** Exercise **
Gather every line in the rows below that contains the word "cloud", and copy each one on its own line.

** Data in this exercise **
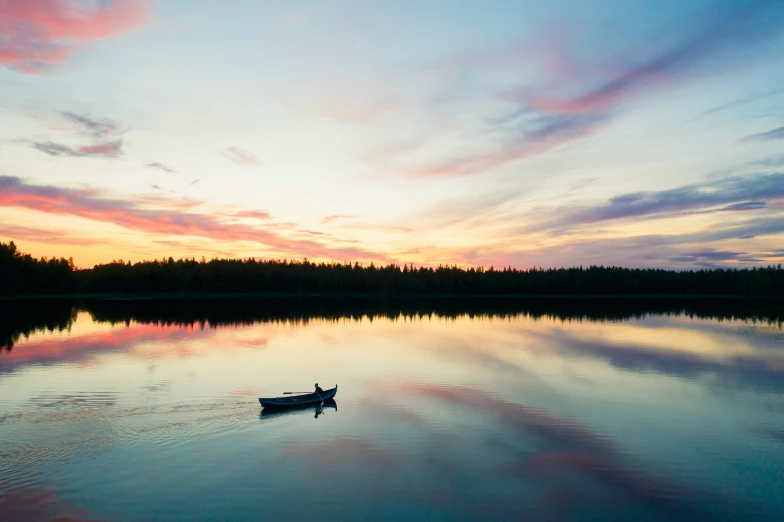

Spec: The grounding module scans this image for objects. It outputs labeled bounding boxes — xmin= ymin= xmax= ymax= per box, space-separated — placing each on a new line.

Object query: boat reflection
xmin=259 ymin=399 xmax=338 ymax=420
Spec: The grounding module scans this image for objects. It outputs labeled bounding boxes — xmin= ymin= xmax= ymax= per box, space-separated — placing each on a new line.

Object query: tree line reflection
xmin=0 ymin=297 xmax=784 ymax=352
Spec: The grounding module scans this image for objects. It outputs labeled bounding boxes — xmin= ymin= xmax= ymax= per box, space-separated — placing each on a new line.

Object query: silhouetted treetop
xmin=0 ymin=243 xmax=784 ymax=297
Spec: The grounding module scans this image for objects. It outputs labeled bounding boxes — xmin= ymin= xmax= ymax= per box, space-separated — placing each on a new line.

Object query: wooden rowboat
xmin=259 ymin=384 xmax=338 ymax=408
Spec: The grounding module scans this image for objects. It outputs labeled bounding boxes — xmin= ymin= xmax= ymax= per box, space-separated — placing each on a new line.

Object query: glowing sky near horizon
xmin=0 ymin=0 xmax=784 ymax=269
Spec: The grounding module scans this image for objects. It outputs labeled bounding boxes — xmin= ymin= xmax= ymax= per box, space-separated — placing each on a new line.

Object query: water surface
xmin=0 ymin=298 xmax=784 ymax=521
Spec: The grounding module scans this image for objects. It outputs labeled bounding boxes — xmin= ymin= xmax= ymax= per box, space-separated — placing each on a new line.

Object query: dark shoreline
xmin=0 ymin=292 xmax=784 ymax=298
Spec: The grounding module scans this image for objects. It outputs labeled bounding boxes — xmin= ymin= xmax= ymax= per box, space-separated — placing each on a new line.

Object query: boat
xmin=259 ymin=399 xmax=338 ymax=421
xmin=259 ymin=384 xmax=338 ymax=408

---

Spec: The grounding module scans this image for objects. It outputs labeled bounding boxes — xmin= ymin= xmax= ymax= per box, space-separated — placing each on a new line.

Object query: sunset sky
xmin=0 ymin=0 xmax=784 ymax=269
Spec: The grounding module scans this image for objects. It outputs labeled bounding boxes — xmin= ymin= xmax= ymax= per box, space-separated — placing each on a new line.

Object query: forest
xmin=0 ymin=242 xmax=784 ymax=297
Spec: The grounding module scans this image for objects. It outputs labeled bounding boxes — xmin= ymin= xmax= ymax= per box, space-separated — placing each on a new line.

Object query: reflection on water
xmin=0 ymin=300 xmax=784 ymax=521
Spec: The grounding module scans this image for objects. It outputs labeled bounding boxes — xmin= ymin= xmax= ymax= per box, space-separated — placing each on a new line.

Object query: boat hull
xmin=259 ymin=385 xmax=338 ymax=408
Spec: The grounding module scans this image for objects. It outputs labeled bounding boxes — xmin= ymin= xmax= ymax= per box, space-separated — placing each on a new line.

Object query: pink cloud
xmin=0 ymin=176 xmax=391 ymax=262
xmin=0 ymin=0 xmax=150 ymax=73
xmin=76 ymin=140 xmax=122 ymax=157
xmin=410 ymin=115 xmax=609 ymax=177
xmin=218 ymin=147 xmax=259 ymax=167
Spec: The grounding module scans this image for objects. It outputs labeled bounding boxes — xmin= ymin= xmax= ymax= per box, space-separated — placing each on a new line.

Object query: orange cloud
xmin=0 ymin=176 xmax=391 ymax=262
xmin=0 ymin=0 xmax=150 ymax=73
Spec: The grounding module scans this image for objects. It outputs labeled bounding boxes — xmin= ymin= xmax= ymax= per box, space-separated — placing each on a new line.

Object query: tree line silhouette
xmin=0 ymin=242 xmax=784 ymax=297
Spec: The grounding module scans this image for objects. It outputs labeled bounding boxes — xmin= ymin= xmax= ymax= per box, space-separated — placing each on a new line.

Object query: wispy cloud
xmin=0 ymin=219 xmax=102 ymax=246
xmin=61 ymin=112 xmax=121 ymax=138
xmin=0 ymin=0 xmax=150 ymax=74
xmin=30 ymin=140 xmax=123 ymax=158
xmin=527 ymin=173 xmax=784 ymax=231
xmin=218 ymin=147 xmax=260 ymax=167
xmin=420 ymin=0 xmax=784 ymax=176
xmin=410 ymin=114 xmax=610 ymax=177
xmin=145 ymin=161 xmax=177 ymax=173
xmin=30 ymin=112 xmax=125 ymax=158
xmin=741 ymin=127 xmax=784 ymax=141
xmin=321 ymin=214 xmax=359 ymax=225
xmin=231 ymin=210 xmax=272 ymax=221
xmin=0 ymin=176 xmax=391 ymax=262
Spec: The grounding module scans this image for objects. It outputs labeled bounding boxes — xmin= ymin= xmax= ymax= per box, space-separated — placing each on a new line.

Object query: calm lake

** Result of this exercise **
Object query: pink cloud
Object query: orange cloud
Object query: wispy cloud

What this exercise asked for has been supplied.